Excerto:

Valter Hugo Mãe

Jorge


Passaram agora 25 anos desde a morte do meu pai e o tempo não pode nada contra a sua ausência nem sobre o seu exercício quotidiano. O meu pai, à distância toda da morte, continua a rir por ganhar nas damas e no xadrez, continua a torcer o nariz aos políticos na televisão, espera pela sopa como quem espera um documento para assinar, trata da ironia, do cansaço e acha que lhe vai dar uma doença. A toda a hora isto é real, concreto, e responde a qualquer questão como se ele mesmo ainda usasse corpo. O grande mistério é esse, os mortos não usam o corpo mas, exceptuando isso, podem seguir na mais pura normalidade, imiscuídos em nossas vidas como sempre. Até abelhudos, capazes de espreitar sobre nossos ombros nos lugares mais secretos e inesperados.

Trabalho proposto:
1 - No texto sobre o pai, quantos anos passaram desde a sua morte?
2 - Transcreva do texto sobre o pai o trecho que começa nas palavras que contêm "Valter Hugo Mãe" e termina em "secretos e inesperados.".
3 - Dê continuidade ao texto sobre a presença do pai falecido, a partir da última frase apresentada.
Os itens abaixo provêm de uma fonte diferente.

Dados de origem:
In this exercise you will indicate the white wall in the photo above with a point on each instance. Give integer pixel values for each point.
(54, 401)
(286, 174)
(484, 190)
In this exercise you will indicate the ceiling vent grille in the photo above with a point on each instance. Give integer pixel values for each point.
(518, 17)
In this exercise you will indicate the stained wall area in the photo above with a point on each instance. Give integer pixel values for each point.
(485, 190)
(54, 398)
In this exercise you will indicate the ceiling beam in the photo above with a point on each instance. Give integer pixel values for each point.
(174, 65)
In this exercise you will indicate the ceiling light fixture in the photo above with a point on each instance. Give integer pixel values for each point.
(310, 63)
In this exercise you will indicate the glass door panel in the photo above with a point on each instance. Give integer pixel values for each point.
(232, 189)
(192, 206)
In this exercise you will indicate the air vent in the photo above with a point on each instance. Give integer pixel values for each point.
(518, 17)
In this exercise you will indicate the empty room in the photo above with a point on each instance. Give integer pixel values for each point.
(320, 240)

Respostas esperadas:
1 - Passaram 25 anos.

2 -
Valter Hugo Mãe

Jorge


Passaram agora 25 anos desde a morte do meu pai e o tempo não pode nada contra a sua ausência nem sobre o seu exercício quotidiano. O meu pai, à distância toda da morte, continua a rir por ganhar nas damas e no xadrez, continua a torcer o nariz aos políticos na televisão, espera pela sopa como quem espera um documento para assinar, trata da ironia, do cansaço e acha que lhe vai dar uma doença. A toda a hora isto é real, concreto, e responde a qualquer questão como se ele mesmo ainda usasse corpo. O grande mistério é esse, os mortos não usam o corpo mas, exceptuando isso, podem seguir na mais pura normalidade, imiscuídos em nossas vidas como sempre. Até abelhudos, capazes de espreitar sobre nossos ombros nos lugares mais secretos e inesperados.

3 -
O meu pai vai morrer todos os dias enquanto eu estiver vivo porque é isso que a morte faz, mas fá-lo exactamente porque nunca o pode esgotar. Por mais obstinada, cruel e gorda, a morte nunca o leva por inteiro. Por ser assim, investe sem sucesso. Por mais que morra, também vive. E serve para tanta coisa. O meu pai serve para tanta coisa que nem dá para contar. Na verdade, o meu pai será sempre uma abundância.

Todos os pais, até os que morreram, servem para o dia-a-dia. O meu é incansável, a trabalhar para que não nos falte nada, sobretudo juízo e alegria, sobretudo segurança e um sentido, como se fosse na meta e nós descobríssemos o plano de todos os mapas a partir de seu aceno. Com o tempo, sei bem o que responde a cada pergunta. Até melhor do que quando estava vivo, porque era com a mania das graças e tornava-se equívoco e demorado. Com a idade, o meu pai ficou menos disperso e bastante mais concreto. Rigoroso. Tem menos paciência para desperdícios. Este mesmo mês será também o seu aniversário de nascimento e considero que atravessa os 80 com uma paz que não lhe conhecia. Alcançou uma paz que me deixa até orgulhoso. O meu pai envelhece muito bem.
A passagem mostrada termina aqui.